Output the material below unchanged, apart from leaving out the pictures.

**********

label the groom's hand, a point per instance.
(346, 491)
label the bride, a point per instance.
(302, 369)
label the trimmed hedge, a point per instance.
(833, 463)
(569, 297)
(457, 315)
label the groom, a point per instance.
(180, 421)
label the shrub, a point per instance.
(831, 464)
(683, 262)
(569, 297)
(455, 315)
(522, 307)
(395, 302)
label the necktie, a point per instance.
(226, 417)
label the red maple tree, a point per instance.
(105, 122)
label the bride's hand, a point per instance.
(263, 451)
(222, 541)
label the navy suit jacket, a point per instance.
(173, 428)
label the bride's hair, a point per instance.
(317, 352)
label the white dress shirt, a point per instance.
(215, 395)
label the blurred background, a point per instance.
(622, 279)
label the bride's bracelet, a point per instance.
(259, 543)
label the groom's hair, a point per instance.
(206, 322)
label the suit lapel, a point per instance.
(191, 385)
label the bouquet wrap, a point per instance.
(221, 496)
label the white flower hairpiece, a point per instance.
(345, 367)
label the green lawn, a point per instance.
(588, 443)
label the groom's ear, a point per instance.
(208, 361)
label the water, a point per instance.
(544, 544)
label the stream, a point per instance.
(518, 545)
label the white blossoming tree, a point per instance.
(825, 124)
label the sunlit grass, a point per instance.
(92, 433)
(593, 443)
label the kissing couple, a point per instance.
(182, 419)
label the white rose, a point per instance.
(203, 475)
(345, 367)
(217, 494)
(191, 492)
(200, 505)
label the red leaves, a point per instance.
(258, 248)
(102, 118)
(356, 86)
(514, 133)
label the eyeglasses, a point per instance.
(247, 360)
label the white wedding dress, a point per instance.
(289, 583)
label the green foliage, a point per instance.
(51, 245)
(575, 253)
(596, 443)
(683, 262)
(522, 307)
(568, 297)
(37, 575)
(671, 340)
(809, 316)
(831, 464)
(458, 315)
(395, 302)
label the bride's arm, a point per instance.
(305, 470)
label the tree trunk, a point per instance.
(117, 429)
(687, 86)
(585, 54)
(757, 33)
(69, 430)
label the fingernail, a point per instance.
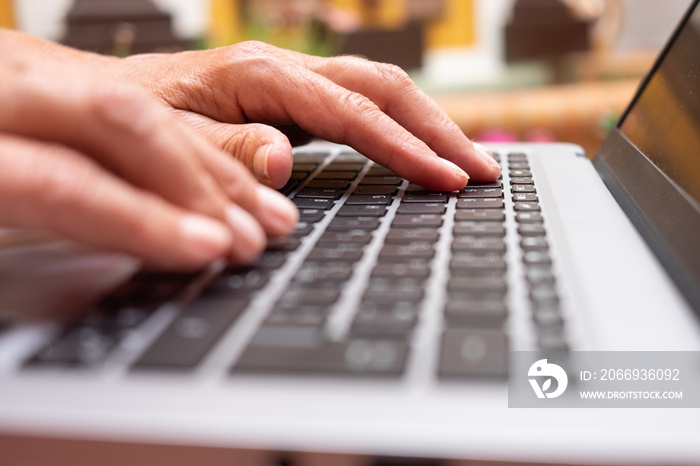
(205, 239)
(248, 235)
(262, 154)
(281, 215)
(456, 170)
(485, 154)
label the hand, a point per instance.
(373, 107)
(102, 162)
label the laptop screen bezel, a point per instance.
(666, 216)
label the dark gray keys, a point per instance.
(190, 336)
(476, 313)
(313, 203)
(356, 223)
(478, 215)
(417, 220)
(427, 196)
(473, 353)
(421, 208)
(480, 203)
(480, 192)
(407, 235)
(362, 210)
(368, 199)
(354, 357)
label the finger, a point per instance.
(121, 127)
(265, 151)
(47, 186)
(399, 97)
(319, 106)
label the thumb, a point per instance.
(265, 150)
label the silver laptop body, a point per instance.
(302, 366)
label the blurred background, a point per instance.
(539, 70)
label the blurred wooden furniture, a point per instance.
(568, 113)
(119, 27)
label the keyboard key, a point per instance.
(426, 196)
(229, 283)
(413, 268)
(312, 272)
(344, 167)
(417, 220)
(522, 188)
(370, 189)
(309, 296)
(489, 184)
(401, 252)
(470, 284)
(358, 223)
(539, 276)
(369, 199)
(327, 174)
(349, 157)
(381, 180)
(421, 208)
(479, 229)
(472, 352)
(526, 206)
(325, 193)
(478, 245)
(288, 336)
(463, 261)
(470, 192)
(524, 197)
(536, 258)
(287, 244)
(79, 346)
(328, 184)
(308, 314)
(311, 215)
(304, 167)
(348, 236)
(529, 217)
(350, 252)
(309, 157)
(534, 243)
(384, 324)
(190, 336)
(407, 235)
(477, 215)
(362, 210)
(354, 357)
(476, 313)
(378, 170)
(480, 203)
(313, 203)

**********

» Solution to this problem:
label the groom's hand, a point per instance.
(346, 491)
label the bride, a point per instance.
(302, 369)
label the trimmed hedge, a point per instance.
(833, 463)
(569, 297)
(457, 315)
label the groom, a point per instance.
(180, 421)
label the shrub, a point per instance.
(831, 464)
(683, 262)
(569, 297)
(455, 315)
(522, 307)
(395, 302)
label the necktie, a point per instance.
(226, 417)
label the red maple tree, a point per instance.
(105, 122)
label the bride's hand, a point per instance.
(263, 451)
(222, 541)
label the navy suit jacket, a point per instance.
(173, 428)
label the bride's hair, a point per instance.
(317, 352)
label the white dress shirt, a point per instance.
(215, 395)
label the blurred background, a point per instance.
(622, 279)
label the bride's bracelet, a point per instance.
(259, 543)
label the groom's hair, a point per instance.
(206, 322)
label the suit lapel, a point per instance.
(191, 385)
label the bouquet wrap, a point per instance.
(221, 496)
label the white flower hairpiece, a point per instance.
(345, 367)
label the green lawn, a point per instance.
(588, 443)
label the groom's ear, a point per instance.
(208, 361)
label the water, a point per instance.
(544, 544)
label the stream, a point per instance.
(518, 545)
label the white blossoming tree, a point per instance.
(825, 124)
label the sunlit grass, a point per instance.
(92, 433)
(593, 443)
label the kissing couple, a point per instance.
(182, 419)
label the white rose, a point per instance.
(203, 475)
(345, 367)
(217, 494)
(191, 492)
(200, 505)
label the red leaves, a point per instance.
(258, 248)
(102, 118)
(356, 86)
(514, 133)
label the eyeglasses, a point per instance.
(247, 360)
label the white wedding dress, a point per instance.
(289, 583)
label the green foliage, a point per instance.
(51, 245)
(575, 253)
(596, 443)
(683, 262)
(522, 307)
(568, 297)
(37, 575)
(671, 340)
(809, 316)
(831, 464)
(458, 315)
(395, 302)
label the bride's arm, a point per instance.
(305, 470)
label the tree trunk, a point per instance.
(117, 429)
(687, 86)
(585, 54)
(757, 33)
(69, 430)
label the fingernail, a point per instance.
(205, 239)
(248, 235)
(262, 154)
(281, 215)
(456, 170)
(485, 154)
label the hand, a point per instance.
(373, 107)
(102, 162)
label the laptop screen bezel, a point per instance.
(666, 216)
label the dark gray keys, a point per instance.
(190, 336)
(476, 313)
(313, 203)
(356, 223)
(478, 215)
(417, 220)
(427, 196)
(473, 353)
(421, 208)
(480, 203)
(480, 192)
(407, 235)
(362, 210)
(368, 199)
(354, 357)
label the finger, a point per instance.
(121, 127)
(265, 151)
(47, 186)
(399, 97)
(319, 106)
label the thumb, a point per instance.
(265, 150)
label the silver laptop body, a point per instance.
(302, 366)
label the blurred background, a point per instance.
(539, 70)
label the blurred wooden furniture, a point per instance.
(568, 113)
(119, 27)
label the keyboard key, a point per instance.
(426, 196)
(229, 283)
(413, 268)
(312, 272)
(344, 167)
(417, 220)
(522, 188)
(370, 189)
(309, 296)
(489, 184)
(401, 252)
(470, 284)
(358, 223)
(539, 276)
(369, 199)
(327, 174)
(349, 157)
(381, 180)
(421, 208)
(479, 229)
(472, 352)
(526, 206)
(325, 193)
(478, 245)
(288, 336)
(463, 261)
(470, 192)
(524, 197)
(536, 258)
(287, 244)
(79, 346)
(328, 184)
(308, 314)
(311, 215)
(304, 167)
(348, 236)
(529, 217)
(350, 252)
(309, 157)
(534, 243)
(384, 324)
(190, 336)
(407, 235)
(477, 215)
(362, 210)
(354, 357)
(476, 313)
(378, 170)
(480, 203)
(313, 203)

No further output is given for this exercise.